(Work order): Say how many lines in the records contain "then". The reply must consist of the number alone.

(Excerpted records begins)

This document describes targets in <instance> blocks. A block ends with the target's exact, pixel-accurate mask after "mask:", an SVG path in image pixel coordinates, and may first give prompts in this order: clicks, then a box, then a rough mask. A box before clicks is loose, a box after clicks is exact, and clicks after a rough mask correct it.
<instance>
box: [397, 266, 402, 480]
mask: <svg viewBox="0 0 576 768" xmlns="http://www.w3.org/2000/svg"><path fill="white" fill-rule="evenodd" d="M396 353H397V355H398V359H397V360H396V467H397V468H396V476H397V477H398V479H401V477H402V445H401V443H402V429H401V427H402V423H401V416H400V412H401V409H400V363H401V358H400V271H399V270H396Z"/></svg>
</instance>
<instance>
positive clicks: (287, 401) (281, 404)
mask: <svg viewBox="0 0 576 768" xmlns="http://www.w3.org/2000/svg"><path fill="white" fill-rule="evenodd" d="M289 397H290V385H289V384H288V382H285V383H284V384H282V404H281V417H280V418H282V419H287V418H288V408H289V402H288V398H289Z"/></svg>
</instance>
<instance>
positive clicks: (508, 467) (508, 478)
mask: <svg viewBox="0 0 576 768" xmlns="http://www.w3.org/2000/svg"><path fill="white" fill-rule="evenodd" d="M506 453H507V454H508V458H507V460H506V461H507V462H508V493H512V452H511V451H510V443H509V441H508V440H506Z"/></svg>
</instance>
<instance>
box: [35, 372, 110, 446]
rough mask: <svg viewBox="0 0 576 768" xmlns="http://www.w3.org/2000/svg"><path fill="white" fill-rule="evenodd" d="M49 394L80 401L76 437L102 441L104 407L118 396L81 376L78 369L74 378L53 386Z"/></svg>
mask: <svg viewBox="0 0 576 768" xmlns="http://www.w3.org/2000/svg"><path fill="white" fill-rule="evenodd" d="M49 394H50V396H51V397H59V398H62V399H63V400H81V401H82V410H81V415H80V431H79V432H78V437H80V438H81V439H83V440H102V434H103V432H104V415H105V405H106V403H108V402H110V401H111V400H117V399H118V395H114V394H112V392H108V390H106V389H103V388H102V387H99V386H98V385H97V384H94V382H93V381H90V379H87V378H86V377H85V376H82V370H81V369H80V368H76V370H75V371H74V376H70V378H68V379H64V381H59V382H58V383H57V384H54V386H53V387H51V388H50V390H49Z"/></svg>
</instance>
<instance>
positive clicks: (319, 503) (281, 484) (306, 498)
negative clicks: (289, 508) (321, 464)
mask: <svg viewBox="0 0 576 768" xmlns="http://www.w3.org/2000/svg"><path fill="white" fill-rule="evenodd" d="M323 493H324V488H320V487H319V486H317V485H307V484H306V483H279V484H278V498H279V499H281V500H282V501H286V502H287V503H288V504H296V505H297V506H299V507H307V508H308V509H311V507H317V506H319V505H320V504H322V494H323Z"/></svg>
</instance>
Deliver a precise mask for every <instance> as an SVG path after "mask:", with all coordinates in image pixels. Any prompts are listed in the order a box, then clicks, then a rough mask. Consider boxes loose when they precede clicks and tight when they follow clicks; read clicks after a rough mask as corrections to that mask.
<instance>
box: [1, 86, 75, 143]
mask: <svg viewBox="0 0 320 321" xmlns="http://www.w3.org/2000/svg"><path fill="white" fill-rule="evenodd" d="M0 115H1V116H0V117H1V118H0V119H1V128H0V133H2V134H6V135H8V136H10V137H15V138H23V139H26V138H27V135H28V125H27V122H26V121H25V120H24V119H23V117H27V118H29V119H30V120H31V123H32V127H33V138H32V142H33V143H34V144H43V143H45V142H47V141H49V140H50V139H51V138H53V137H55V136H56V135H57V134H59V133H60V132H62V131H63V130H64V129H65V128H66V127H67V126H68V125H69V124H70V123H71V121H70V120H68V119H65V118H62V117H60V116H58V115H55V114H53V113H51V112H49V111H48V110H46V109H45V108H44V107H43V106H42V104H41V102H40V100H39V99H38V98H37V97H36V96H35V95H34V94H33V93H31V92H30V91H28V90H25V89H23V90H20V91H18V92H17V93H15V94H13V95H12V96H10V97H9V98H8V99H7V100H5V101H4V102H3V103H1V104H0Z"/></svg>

(Excerpted records ends)

(Response): 2